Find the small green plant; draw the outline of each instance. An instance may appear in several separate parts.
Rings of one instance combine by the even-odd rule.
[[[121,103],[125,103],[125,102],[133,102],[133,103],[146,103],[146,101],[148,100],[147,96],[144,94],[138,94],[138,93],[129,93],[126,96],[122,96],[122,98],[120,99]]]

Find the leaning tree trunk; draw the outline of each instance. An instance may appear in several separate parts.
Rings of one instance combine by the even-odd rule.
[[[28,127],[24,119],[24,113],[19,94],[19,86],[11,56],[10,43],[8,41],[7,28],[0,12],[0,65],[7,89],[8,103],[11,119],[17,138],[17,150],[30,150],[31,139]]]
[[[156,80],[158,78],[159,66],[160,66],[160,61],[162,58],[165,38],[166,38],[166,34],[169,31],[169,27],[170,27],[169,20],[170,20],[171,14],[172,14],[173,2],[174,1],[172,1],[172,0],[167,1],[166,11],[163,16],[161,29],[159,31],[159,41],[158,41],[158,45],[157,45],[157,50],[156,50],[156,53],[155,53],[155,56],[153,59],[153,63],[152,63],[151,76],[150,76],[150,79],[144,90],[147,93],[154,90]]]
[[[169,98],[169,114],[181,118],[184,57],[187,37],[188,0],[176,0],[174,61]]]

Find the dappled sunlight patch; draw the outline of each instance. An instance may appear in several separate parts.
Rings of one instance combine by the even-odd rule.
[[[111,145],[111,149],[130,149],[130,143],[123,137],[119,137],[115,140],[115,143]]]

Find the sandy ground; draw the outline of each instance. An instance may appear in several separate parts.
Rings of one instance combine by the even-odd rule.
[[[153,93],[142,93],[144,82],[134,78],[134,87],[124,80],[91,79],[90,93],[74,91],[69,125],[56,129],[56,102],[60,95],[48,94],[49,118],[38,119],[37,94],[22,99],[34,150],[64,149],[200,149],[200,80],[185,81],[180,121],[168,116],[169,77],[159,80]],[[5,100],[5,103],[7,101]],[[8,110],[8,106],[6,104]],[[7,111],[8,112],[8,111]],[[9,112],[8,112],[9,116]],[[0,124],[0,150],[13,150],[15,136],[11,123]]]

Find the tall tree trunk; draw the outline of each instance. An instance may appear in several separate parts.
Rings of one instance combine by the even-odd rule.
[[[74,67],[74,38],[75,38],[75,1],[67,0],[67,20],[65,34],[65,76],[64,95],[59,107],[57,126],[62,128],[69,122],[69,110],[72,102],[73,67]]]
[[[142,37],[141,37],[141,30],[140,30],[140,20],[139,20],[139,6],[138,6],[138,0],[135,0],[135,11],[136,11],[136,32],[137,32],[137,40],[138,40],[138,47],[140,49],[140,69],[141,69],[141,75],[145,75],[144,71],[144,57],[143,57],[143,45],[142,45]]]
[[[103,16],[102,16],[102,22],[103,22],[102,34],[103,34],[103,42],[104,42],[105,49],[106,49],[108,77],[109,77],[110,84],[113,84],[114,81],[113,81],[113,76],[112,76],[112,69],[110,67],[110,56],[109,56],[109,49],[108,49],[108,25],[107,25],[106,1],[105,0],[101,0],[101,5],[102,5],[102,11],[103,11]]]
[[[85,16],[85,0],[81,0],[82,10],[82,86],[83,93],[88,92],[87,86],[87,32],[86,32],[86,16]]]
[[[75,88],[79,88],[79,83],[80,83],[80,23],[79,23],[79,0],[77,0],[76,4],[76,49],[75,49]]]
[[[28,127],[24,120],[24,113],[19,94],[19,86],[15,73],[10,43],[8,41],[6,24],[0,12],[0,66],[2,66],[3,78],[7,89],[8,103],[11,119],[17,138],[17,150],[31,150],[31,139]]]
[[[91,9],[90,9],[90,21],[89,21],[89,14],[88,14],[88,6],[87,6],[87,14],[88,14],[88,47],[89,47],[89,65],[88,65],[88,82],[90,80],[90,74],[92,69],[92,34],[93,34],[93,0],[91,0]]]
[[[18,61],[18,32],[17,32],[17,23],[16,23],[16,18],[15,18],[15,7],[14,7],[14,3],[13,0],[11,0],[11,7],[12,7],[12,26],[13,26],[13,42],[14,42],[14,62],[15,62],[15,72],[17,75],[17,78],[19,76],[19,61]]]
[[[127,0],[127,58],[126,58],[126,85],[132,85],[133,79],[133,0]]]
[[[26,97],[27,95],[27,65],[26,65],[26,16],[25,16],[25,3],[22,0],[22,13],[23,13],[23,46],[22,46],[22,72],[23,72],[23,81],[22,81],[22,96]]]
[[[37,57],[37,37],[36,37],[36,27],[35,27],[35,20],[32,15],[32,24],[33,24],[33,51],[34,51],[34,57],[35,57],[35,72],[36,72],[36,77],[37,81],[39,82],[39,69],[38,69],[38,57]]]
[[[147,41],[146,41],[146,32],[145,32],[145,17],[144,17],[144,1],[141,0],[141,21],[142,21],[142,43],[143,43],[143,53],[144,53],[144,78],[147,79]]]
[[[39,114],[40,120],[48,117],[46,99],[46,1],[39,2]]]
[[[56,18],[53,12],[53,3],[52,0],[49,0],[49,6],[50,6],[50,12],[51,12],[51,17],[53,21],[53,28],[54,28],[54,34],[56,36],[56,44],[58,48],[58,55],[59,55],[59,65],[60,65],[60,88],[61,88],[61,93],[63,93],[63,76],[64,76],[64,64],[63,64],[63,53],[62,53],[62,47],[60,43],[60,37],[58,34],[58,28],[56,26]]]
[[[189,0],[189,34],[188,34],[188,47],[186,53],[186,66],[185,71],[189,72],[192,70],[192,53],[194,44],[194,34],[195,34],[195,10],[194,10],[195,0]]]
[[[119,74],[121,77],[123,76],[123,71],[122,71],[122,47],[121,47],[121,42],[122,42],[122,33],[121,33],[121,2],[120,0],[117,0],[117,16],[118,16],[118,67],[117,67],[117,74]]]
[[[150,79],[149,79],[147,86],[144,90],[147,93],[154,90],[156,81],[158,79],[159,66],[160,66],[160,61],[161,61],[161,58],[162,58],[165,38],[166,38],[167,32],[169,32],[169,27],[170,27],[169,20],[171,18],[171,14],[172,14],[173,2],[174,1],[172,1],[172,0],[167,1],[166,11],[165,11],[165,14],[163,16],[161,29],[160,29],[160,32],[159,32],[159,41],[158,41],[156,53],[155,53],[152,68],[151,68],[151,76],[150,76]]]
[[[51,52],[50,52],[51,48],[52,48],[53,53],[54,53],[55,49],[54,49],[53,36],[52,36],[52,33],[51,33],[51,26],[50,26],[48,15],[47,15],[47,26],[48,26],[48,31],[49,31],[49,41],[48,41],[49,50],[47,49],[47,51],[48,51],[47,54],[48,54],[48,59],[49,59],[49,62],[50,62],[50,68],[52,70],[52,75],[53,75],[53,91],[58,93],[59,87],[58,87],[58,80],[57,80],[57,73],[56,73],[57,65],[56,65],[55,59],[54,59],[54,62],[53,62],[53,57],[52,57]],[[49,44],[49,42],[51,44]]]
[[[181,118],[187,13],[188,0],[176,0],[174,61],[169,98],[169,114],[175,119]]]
────────
__Aim of the task__
Return each line of the material above that holds the string "appear".

__Exercise solution__
Find the small green plant; draw the outline of each instance. An instance may appear in several separate parts.
Find the leaning tree trunk; draw the outline of each instance. An instance may appear in several separate parts.
Find the dappled sunlight patch; draw the outline of each instance. An instance may appear in several separate parts.
Find the sandy ground; draw the outline of each instance. An instance may appear in several separate parts.
Find the tall tree trunk; draw the outline of each instance. An instance may appear in several separate parts.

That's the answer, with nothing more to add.